*What is asked*. Return every record below exactly as written, omitting any pictures.

*Supplied records*.
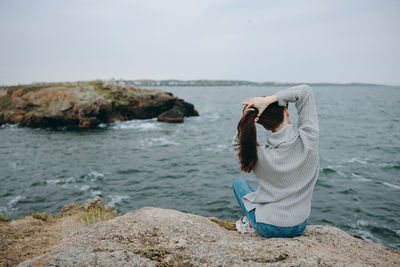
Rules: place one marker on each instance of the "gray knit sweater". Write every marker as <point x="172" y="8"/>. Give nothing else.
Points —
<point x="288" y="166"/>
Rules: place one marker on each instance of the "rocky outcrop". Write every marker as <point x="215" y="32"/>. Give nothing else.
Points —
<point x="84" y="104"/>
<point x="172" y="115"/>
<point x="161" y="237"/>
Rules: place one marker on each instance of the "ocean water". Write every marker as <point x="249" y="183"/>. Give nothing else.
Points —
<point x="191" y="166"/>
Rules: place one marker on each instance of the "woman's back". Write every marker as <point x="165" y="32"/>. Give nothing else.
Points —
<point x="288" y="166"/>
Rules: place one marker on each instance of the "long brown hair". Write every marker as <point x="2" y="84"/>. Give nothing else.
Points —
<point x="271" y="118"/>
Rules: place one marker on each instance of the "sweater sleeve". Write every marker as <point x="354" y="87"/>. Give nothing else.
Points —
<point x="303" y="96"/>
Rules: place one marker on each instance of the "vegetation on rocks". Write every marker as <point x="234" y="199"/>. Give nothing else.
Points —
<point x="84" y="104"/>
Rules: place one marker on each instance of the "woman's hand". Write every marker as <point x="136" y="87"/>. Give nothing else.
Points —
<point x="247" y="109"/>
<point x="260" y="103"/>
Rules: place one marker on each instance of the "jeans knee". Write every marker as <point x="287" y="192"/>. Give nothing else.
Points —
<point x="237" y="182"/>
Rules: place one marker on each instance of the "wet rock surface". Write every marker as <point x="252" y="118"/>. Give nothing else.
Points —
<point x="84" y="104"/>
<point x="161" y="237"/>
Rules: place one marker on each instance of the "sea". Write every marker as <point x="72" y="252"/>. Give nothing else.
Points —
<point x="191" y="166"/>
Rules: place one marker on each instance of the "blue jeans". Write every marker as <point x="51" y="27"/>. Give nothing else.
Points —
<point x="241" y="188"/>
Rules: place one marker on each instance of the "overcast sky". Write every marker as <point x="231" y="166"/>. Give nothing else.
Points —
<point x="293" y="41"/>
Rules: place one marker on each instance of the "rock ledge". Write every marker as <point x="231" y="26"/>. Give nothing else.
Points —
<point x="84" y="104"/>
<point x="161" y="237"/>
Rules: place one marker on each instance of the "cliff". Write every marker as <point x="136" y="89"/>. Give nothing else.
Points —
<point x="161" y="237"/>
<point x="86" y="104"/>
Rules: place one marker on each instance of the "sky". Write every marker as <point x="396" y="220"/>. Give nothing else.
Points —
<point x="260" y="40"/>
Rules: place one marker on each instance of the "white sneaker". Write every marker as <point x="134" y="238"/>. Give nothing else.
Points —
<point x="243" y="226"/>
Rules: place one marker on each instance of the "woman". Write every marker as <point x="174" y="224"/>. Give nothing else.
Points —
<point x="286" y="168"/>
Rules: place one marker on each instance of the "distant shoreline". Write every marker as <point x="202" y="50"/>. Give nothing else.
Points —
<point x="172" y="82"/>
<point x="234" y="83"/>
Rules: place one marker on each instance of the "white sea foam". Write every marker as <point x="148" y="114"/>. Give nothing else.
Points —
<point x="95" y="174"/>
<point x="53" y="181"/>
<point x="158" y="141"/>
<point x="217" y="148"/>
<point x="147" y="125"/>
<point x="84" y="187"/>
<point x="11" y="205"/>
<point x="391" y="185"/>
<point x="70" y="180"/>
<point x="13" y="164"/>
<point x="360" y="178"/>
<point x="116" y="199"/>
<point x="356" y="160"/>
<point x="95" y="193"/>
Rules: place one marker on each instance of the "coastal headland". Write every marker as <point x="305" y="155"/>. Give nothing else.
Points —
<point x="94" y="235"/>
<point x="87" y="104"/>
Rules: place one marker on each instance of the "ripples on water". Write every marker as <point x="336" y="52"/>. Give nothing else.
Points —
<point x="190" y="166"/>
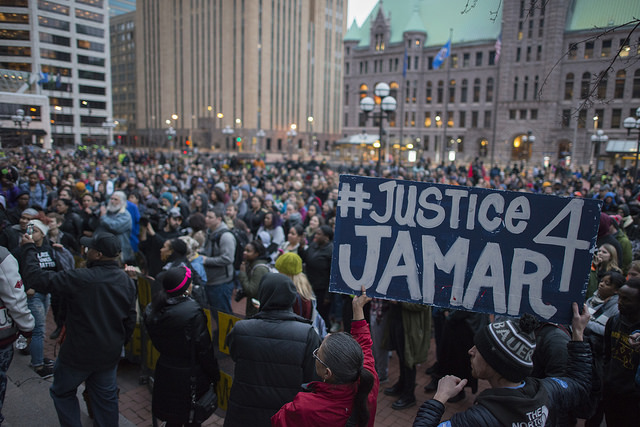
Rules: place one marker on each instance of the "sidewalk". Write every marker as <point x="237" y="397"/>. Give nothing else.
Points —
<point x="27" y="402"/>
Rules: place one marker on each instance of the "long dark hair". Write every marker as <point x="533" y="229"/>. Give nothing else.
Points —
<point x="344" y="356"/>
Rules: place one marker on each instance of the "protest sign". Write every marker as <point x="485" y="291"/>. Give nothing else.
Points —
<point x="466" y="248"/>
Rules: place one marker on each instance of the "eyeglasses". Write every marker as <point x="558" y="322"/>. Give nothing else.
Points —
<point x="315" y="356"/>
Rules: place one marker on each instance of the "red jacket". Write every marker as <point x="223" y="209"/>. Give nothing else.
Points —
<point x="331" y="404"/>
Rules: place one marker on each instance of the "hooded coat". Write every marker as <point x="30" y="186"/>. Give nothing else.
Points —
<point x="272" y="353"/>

*The completed task*.
Rules: place one marker on each instance of the "gray knit sweater". Write every marker as <point x="172" y="8"/>. Give nothing else.
Points —
<point x="288" y="166"/>
Rules: place one marker on each instance of the "rocky outcrop". Write every marker as <point x="215" y="32"/>. Give nothing else.
Points —
<point x="84" y="104"/>
<point x="172" y="115"/>
<point x="161" y="237"/>
Rules: place one marker on each instance of the "ocean water". Write every marker as <point x="249" y="183"/>. Give nothing else.
Points —
<point x="191" y="166"/>
Rules: place one marker on each instance of the "woman's back". Write every marker as <point x="165" y="32"/>. Give nothing else.
Points —
<point x="288" y="166"/>
Rules: place one marker on each instance of the "long brown hair". Write every marker as <point x="2" y="84"/>. Give nothing else.
Points —
<point x="271" y="118"/>
Rules: place one marker on each instance of the "sweater sleeve". Write every marker as <point x="354" y="87"/>. Give nothing else.
Points —
<point x="303" y="96"/>
Rules: place one marker on each instance of the "vegetation on rocks". Write every marker as <point x="234" y="199"/>. Give nothing else.
Points —
<point x="84" y="104"/>
Rules: place one marker on each instance of the "woman's hand". Write every marker as <point x="136" y="87"/>. Give nothing else.
Points —
<point x="247" y="109"/>
<point x="260" y="103"/>
Rules: place one marker on each instance of the "jeans knee". Write every marker as <point x="287" y="192"/>. Give nothing else.
Points —
<point x="237" y="182"/>
Rules: place one marker on each instance of the "wet rock surface". Write every marker as <point x="252" y="118"/>. Give nothing else.
Points —
<point x="84" y="104"/>
<point x="161" y="237"/>
Rules: place one marker on each instance of the "sea". Write every marker as <point x="72" y="252"/>. Give nothing else.
Points —
<point x="191" y="166"/>
Rules: place one marker on each instance of the "blue jeans". Write every marker as <point x="51" y="27"/>. Give nothing else.
Points —
<point x="241" y="188"/>
Rules: place one marker on each instance of the "overcast sky". Write every marker as <point x="231" y="166"/>. Give nothing else.
Points —
<point x="293" y="41"/>
Rules: place one marker on each instance of the "rock ledge". Write every marker as <point x="231" y="26"/>. Give nothing else.
Points —
<point x="84" y="104"/>
<point x="161" y="237"/>
Rules: place one marker on each instance of the "cliff". Write every marker as <point x="136" y="89"/>. Give nothing else.
Points —
<point x="161" y="237"/>
<point x="86" y="104"/>
Rules: place one marker on each instance of the "sky". Write every marker as <point x="396" y="220"/>. Give nothing else.
Points —
<point x="260" y="40"/>
Rules: place one marker on each instance of the "white sneaker". Write every marker as <point x="134" y="238"/>. Give nothing else.
Points —
<point x="243" y="226"/>
Rules: place one marker on each instance of the "woman". Write every marker as <point x="174" y="224"/>. Give nothing else.
Points —
<point x="286" y="168"/>
Rules: place one marker on each instance of the "distant shoreline". Write every marker as <point x="202" y="50"/>. Give nothing else.
Points —
<point x="172" y="82"/>
<point x="234" y="83"/>
Rules: place one marker on each instance of the "white sea foam". Write every marker as <point x="148" y="114"/>. Give nothing else.
Points —
<point x="95" y="174"/>
<point x="53" y="181"/>
<point x="158" y="141"/>
<point x="217" y="148"/>
<point x="147" y="125"/>
<point x="84" y="187"/>
<point x="11" y="205"/>
<point x="391" y="185"/>
<point x="70" y="180"/>
<point x="13" y="164"/>
<point x="360" y="178"/>
<point x="116" y="199"/>
<point x="356" y="160"/>
<point x="95" y="193"/>
Rules: place one marker on each instance of the "coastal headland". Write every marker as <point x="305" y="155"/>. Give nothing else.
Points —
<point x="94" y="235"/>
<point x="87" y="104"/>
Rules: place one marker on each instance of the "ripples on water". Write every marker as <point x="336" y="52"/>. Give nothing else.
Points —
<point x="190" y="166"/>
Rules: place one marker on each instance of the "sidewalk". Write every marker as <point x="237" y="397"/>. Give nothing else.
Points —
<point x="27" y="402"/>
Rules: place one marker on each instance of the "long dark hair". Write every marker as <point x="533" y="229"/>. Give nothing else.
Points —
<point x="344" y="356"/>
Rules: place one marker on each instance of the "protest sign". Write every marker as <point x="485" y="291"/>. Give nothing else.
Points —
<point x="466" y="248"/>
Rules: place one marker on each instance of the "eyeglasses". Write every marker as <point x="558" y="322"/>. Give nothing else.
Points —
<point x="315" y="356"/>
Rules: place one marker on each instance of the "red jacket". Write every marker as <point x="223" y="209"/>. Give nothing else.
Points —
<point x="331" y="404"/>
Rules: place one marker on each instance of the "hooded coat". Write every marker as <point x="30" y="186"/>. Give nothing else.
Points —
<point x="272" y="353"/>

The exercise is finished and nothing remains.